> Supplied passage:
┏━━
Use of a plurality of first solid state contactless connectivity
data transmitters 14a,14b and a plurality of first solid state
contactless connectivity receivers 24a,24b can allow data to be
downloaded quicker by using multiple transmit/receive devices at
the same time, either independently or cooperatively.
[0017] Referring still to FIG. 2, in a further embodiment a subsea
system comprises first subsea device 100 and second subsea device
200. These devices can include structures such as blowout
preventers, manifolds, Christmas trees, remotely operated vehicles,
autonomously operated vehicles, or the like, or a combination
thereof. Current subsea connectors are expensive due to the high
tolerance required to ensure a watertight seal and are also the
primary source of equipment failure due to water intrusion,
misalignment, and the like.
[0018] First subsea device 100 comprises one or more first data
collectors 12 and contactless connectivity data transmitter coupler
10, which is as described above.
[0019] Second subsea device 200 comprises contactless connectivity
data receiver coupler 20 which is as described above and which may
be operatively in communication with second data collector 22. As
used herein, a data collector may comprise a sensor, a data logger,
other electrical and/or optic devices, or the like, or a
combination thereof.
[0020] In certain embodiments, first electromagnetic inductive
signal transmitter 15, which may be a resonant electromagnetic
inductive signal transmitter, may be disposed at least partially
within contactless connectivity data transmitter coupler 10 and a
complimentary first electromagnetic inductive signal receiver 25,
which may be a resonant electromagnetic inductive signal receiver,
may be disposed at least partially within contactless connectivity
data receiver coupler 20. First electromagnetic inductive signal
transmitter 15 and first electromagnetic inductive signal receiver
25 are typically operative to unidirectionally or bidirectionally
transmit a signal such as a power signal when contactless
connectivity data transmitter coupler 10 is disposed proximate
contactless connectivity data receiver coupler 20. It will be
understood by one or ordinary skill in electromechanical arts that
bidirectional transmission requires first electromagnetic inductive
signal transmitter 15 and first electromagnetic inductive signal
receiver 25 to effectively be electromagnetic inductive signal
transceivers.
┗━━
From the subsea device text, pull out everything from "Use of a plurality" down to "independently or cooperatively.", copied word for word. You won't need the records for any of this.

> Entries supplied:
┏━━
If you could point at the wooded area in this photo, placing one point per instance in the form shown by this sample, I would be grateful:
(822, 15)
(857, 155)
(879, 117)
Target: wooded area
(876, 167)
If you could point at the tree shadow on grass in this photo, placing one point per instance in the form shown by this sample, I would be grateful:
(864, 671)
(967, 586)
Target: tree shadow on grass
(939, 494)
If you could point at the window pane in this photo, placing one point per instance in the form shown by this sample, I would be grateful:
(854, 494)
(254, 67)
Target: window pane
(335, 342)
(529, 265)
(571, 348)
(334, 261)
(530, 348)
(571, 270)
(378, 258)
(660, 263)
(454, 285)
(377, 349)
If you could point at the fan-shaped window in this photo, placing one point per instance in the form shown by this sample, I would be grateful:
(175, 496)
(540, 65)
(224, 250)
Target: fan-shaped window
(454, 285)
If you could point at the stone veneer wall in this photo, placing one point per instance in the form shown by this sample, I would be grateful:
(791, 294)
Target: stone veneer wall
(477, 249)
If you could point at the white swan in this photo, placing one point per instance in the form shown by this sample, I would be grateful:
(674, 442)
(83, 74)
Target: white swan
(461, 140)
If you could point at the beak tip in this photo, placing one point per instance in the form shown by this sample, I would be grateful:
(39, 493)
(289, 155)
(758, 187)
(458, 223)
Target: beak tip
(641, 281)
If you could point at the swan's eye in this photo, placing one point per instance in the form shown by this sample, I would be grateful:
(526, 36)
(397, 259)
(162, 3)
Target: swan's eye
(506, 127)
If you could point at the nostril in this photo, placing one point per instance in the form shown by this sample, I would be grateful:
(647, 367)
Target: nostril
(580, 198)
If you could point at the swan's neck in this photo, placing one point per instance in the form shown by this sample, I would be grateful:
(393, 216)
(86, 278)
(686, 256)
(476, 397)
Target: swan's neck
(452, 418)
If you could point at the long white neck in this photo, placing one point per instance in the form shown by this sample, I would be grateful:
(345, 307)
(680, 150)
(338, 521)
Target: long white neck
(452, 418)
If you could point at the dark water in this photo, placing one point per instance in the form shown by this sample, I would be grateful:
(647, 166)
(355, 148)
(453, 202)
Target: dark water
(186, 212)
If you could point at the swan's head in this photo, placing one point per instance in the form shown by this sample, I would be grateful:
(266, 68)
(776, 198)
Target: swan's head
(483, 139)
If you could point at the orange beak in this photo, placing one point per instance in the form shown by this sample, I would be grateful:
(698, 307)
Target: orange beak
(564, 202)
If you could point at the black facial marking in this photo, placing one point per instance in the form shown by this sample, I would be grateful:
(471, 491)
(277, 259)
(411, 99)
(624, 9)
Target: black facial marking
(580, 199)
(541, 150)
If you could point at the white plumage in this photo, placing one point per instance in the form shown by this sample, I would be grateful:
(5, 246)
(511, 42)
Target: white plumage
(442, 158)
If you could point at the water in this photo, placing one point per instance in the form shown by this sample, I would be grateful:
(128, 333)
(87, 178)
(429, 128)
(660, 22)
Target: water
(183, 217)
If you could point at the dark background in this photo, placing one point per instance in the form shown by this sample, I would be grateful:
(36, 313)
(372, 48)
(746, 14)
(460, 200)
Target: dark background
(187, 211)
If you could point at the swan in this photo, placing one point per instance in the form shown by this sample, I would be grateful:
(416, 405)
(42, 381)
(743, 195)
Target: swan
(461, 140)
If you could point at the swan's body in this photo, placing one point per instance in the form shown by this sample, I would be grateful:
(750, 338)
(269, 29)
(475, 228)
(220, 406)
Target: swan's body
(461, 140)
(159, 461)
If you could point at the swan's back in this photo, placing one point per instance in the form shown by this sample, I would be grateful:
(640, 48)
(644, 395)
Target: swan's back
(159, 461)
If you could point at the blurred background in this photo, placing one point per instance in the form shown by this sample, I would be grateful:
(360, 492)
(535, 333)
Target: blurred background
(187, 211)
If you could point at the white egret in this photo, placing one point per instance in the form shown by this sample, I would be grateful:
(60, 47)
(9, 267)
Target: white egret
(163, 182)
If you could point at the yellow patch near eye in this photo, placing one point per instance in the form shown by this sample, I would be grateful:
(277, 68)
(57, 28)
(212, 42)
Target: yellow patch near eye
┗━━
> Correct output:
Use of a plurality of first solid state contactless connectivity
data transmitters 14a,14b and a plurality of first solid state
contactless connectivity receivers 24a,24b can allow data to be
downloaded quicker by using multiple transmit/receive devices at
the same time, either independently or cooperatively.